Work to be completed — Rescale the material starting at the line that contains "In the photo above, where can the wood grain" and ending at the last line of the material: reproduce every line in that span, leaving the requests unchanged, but multiply each coordinate value in the answers by 1.5. Round each result to the nearest whole number, rounding halves up.

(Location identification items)
BEGIN

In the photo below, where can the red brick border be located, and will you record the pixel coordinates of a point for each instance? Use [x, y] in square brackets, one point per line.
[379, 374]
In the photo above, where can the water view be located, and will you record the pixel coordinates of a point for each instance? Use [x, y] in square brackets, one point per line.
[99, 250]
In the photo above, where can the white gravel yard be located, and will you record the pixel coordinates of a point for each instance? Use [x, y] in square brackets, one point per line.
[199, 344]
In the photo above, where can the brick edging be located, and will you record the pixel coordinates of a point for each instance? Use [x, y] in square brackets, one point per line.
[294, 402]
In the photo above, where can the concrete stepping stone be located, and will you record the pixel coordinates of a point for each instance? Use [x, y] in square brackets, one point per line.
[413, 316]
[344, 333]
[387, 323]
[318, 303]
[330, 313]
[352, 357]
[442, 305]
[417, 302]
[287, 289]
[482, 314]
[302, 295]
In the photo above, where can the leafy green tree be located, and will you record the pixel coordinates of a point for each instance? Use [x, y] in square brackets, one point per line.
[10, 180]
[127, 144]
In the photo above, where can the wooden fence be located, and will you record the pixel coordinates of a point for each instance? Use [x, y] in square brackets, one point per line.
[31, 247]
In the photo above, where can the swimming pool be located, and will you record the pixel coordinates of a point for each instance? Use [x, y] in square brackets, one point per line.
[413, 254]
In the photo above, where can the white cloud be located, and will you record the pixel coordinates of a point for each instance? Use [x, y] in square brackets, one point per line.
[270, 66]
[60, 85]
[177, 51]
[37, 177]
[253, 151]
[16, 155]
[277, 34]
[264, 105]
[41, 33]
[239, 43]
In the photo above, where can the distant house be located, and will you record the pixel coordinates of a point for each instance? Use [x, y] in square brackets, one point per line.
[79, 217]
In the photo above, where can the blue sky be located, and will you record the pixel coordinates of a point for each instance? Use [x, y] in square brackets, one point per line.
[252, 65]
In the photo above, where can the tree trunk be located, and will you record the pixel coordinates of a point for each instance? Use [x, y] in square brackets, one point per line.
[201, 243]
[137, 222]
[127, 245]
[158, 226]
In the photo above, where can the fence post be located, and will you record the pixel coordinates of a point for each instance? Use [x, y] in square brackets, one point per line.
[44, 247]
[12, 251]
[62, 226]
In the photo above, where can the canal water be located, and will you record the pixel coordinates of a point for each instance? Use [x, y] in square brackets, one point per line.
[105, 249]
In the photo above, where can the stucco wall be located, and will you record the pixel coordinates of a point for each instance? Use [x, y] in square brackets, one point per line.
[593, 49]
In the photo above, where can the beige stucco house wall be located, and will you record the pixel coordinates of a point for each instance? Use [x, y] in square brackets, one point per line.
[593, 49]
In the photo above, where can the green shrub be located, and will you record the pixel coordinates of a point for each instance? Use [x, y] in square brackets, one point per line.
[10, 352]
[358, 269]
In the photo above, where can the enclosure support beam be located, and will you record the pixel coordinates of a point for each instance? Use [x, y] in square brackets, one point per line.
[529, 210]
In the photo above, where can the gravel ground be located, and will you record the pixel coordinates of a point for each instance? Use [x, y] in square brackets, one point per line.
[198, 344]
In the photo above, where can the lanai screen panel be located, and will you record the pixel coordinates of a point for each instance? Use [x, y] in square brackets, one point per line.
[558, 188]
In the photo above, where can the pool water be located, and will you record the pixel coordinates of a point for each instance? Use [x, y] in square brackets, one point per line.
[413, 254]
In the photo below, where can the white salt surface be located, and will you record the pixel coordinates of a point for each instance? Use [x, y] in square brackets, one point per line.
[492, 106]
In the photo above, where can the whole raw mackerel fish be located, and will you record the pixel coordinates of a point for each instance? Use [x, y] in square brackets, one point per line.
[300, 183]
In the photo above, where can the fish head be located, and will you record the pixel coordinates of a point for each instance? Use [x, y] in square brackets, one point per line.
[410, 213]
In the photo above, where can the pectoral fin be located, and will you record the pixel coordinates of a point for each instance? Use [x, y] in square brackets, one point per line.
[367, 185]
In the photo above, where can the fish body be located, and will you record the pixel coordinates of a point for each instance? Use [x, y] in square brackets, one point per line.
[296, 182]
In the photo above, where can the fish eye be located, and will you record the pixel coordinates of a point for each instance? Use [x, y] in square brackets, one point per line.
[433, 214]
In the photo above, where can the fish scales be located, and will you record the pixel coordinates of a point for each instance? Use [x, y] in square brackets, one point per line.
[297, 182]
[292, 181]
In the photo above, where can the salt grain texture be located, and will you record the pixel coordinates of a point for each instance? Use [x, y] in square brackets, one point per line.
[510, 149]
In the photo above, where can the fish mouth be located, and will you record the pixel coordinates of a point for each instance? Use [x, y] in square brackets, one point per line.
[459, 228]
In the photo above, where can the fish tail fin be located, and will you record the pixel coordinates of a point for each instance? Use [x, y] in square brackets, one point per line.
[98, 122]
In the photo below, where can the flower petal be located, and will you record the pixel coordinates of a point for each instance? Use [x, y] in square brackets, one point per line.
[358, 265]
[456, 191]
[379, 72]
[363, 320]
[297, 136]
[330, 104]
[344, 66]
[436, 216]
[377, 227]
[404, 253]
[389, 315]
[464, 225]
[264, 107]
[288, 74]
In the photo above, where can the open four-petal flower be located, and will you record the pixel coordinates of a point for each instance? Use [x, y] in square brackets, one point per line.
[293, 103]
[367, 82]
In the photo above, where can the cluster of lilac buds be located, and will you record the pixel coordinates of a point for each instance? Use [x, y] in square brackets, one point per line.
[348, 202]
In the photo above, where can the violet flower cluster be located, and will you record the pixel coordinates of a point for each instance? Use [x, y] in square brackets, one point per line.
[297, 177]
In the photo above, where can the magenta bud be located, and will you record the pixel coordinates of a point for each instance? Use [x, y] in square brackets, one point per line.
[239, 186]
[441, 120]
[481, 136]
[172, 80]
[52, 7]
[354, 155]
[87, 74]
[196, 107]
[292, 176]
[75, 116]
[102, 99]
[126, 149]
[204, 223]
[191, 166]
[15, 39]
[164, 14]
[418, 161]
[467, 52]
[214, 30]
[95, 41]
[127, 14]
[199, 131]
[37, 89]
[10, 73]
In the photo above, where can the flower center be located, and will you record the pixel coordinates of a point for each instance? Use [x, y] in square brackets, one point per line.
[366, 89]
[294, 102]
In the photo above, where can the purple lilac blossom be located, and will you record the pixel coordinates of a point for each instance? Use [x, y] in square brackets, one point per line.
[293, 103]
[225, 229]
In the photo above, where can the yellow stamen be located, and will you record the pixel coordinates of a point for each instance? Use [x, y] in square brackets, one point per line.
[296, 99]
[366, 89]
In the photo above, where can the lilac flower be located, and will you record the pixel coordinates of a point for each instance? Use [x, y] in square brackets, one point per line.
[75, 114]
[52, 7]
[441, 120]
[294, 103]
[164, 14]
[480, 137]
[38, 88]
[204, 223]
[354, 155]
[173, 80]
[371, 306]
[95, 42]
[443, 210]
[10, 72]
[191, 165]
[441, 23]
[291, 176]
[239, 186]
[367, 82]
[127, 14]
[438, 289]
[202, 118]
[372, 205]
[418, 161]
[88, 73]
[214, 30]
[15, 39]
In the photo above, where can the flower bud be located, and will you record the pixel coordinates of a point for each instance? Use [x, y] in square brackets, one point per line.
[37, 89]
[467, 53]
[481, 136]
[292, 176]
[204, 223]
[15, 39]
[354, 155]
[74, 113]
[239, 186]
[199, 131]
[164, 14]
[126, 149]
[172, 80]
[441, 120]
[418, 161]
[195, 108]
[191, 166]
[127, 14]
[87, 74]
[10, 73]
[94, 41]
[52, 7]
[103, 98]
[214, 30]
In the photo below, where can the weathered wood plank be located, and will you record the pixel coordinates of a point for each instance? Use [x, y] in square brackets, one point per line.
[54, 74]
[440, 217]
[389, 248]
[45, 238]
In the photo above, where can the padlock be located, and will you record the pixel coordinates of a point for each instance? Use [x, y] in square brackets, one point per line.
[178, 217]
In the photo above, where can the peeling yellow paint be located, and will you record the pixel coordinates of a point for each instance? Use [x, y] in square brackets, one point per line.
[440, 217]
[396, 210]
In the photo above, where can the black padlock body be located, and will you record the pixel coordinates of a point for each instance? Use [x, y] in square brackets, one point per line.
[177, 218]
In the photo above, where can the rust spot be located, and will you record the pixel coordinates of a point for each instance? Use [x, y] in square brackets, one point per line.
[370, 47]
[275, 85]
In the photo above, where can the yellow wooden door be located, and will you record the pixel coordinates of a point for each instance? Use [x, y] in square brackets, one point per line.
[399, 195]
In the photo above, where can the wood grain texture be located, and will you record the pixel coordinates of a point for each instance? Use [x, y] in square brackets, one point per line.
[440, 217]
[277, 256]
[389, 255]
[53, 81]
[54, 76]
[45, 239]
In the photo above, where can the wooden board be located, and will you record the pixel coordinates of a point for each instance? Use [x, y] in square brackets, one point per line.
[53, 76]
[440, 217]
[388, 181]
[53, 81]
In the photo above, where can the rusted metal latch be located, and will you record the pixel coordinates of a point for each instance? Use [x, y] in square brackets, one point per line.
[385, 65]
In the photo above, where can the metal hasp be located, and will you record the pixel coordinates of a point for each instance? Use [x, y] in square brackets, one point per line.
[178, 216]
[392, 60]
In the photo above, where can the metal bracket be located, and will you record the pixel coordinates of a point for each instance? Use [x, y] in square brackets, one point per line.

END

The completed task —
In the photo above, where can the wood grain texture be located, and will you record the pixel coordinates of a point for each instance? Use [x, y] in square brackets, one point per line.
[660, 326]
[416, 384]
[584, 383]
[80, 122]
[81, 114]
[68, 359]
In the photo above, where can the wooden board be located, and will you record the pixel coordinates of a point for each instance? Use [x, y] in square brackets, one point per line.
[80, 114]
[660, 326]
[582, 272]
[80, 122]
In the photo above, where can the rusted metal latch be located, and will you record the pixel coordinates of a point for each instance? Use [x, y] in square brackets, one point per line.
[578, 98]
In the photo above, where can the metal hasp be located, and will you record the pixel coordinates of a point for each instance? Use [x, y] in square brackets, one point per line.
[267, 324]
[588, 90]
In the photo above, where can the metal bracket be located, and will you record the pixel coordinates of a point for each instance? Use [x, y] in square brackets, one point per line.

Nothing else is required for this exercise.